- _TEXT SHOWN_

*** Block opens ***

The nucleotide sequences of PCR-amplified ITS2 genes of seven strains of A. geoemydae of Taiwan determined in this study have been registered and assigned the following GenBank accession numbers: Amb-L810R11-F1 (ON920915), Amb-L210R8-M1 (ON920870), Amb-L210R8-F2 (ON920919), Amb-L89R12-M1 (ON920857), Amb-L38R11-M2 (ON920858), Amb-L39R12-PEF1 (ON920859), and Amb-L9R212-PEF1 (ON920860). The GenBank accession numbers of the eight other Amblyomma species and the outgroup Ixodes are shown in Fig. 4.

Discussion

This study described the first year-round survey of A. geoemydae infesting C. flavomarginata in northern Taiwan. All life-stages of this tick could be collected almost every month from this turtle host. The highest collection of larval, nymph, and adult ticks was observed in March and April, which is the spring season in northern Taiwan. This observation may be attributed to the availability of turtle hosts in the spring which is highly favorable for the tick feeding. Reduced activity of these turtles in the field was observed during the winter season (December to February), which probably explains the low/no collection of A. geoemydae in this survey in December. Previous studies indicated that one family of snake and three families of tortoises are parasitized by A. geoemydae (Takano et al. 2012; Takahashi et al. 2017; Bilbija et al. 2019; Kaenkan et al. 2020; Qiu et al. 2021). Thus, further investigation on the diverse hosts for A. geoemydae in the field would help to reveal the natural life cycle of A. geoemydae in northern Taiwan.

*** Block closes ***

- _ACTIONS TO TAKE_
a – In the tick survey text, rewrite the part that opens with the words containing "The nucleotide sequences" and closes with "shown in Fig. 4.", swapping "registered" for "deposited".
b – Answer these questions using the tick survey text:
(i) How many strains of A. geoemydae of Taiwan had their ITS2 gene sequences determined?
(ii) In which months was the highest collection of larval, nymph, and adult ticks observed?
(iii) Which months make up the winter season, when the turtles were less active in the field?
You won't need the rows to do this work.

[Referring expression data]
*** Block opens ***

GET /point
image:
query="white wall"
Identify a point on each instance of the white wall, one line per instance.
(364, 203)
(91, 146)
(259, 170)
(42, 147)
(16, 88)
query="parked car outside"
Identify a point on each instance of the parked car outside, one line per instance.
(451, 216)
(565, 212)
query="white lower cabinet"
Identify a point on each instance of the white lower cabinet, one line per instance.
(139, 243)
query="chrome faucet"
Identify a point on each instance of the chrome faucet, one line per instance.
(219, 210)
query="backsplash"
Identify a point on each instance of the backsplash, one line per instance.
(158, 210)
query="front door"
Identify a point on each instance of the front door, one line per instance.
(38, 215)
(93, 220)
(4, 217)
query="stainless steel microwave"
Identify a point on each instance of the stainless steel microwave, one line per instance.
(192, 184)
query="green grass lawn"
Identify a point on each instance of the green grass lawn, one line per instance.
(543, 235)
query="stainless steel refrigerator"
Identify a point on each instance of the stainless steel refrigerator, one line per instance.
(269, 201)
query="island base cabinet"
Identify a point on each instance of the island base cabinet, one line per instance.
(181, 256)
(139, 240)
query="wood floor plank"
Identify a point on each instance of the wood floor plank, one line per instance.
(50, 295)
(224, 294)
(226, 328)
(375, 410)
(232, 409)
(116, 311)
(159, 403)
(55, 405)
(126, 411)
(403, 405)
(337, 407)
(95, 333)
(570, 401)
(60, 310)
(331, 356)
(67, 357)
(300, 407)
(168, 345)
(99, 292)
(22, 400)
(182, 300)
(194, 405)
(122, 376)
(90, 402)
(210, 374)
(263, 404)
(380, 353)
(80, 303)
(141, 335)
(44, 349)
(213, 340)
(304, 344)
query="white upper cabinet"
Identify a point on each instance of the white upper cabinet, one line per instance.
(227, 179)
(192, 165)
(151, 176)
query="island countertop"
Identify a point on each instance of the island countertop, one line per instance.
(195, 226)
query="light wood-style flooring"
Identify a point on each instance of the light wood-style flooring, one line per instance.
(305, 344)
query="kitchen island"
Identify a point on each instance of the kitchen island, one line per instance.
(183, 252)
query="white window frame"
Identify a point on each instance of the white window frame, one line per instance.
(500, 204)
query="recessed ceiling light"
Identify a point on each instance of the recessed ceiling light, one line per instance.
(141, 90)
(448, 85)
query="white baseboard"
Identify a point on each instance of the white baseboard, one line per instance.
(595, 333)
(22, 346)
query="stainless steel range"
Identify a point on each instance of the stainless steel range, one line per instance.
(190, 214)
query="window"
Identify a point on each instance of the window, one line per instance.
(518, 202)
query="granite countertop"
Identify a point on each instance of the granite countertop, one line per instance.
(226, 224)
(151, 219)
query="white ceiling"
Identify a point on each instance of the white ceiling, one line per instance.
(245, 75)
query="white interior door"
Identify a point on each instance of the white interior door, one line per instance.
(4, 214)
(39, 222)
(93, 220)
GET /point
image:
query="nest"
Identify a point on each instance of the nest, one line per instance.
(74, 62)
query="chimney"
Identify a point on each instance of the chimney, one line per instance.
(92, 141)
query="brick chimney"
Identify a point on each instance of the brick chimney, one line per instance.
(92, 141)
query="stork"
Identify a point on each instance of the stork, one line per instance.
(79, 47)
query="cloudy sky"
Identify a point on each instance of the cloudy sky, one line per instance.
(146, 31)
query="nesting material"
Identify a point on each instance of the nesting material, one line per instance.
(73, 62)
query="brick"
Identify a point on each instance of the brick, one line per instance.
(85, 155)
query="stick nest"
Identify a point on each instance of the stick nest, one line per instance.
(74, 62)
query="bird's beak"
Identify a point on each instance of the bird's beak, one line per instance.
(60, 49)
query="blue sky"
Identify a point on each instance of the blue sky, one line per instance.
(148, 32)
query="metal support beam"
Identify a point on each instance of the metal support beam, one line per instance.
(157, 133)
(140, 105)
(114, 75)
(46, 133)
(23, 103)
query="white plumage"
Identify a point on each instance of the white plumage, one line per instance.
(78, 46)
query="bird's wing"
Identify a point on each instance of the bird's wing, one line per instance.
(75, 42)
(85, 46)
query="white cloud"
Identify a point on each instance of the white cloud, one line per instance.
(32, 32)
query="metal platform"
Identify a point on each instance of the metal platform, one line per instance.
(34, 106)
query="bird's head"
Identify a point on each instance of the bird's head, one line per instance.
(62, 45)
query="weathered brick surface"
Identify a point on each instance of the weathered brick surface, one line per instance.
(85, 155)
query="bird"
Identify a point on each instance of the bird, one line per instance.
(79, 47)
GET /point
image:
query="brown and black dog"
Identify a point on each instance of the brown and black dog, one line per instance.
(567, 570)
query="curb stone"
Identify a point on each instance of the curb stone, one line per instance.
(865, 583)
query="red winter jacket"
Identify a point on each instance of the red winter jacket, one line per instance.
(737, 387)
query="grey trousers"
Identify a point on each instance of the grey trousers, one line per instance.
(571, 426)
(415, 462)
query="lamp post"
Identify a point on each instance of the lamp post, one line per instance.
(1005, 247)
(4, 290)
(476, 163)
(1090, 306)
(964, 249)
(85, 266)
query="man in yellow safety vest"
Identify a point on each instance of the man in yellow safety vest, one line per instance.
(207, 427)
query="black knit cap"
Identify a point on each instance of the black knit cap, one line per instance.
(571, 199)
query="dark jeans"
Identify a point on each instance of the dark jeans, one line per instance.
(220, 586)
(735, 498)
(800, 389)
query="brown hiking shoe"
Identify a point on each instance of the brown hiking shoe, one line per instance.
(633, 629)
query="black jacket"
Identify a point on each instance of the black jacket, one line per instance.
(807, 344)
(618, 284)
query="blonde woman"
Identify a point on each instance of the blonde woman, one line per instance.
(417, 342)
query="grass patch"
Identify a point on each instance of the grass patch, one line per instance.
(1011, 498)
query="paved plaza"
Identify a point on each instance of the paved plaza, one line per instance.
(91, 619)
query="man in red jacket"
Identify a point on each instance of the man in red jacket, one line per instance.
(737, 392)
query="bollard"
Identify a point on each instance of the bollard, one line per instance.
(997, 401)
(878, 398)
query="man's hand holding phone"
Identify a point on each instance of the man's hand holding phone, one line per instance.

*** Block closes ***

- _SOLUTION SET_
a –
The nucleotide sequences of PCR-amplified ITS2 genes of seven strains of A. geoemydae of Taiwan determined in this study have been deposited and assigned the following GenBank accession numbers: Amb-L810R11-F1 (ON920915), Amb-L210R8-M1 (ON920870), Amb-L210R8-F2 (ON920919), Amb-L89R12-M1 (ON920857), Amb-L38R11-M2 (ON920858), Amb-L39R12-PEF1 (ON920859), and Amb-L9R212-PEF1 (ON920860). The GenBank accession numbers of the eight other Amblyomma species and the outgroup Ixodes are shown in Fig. 4.

b –
(i) Seven strains.
(ii) March and April.
(iii) December to February.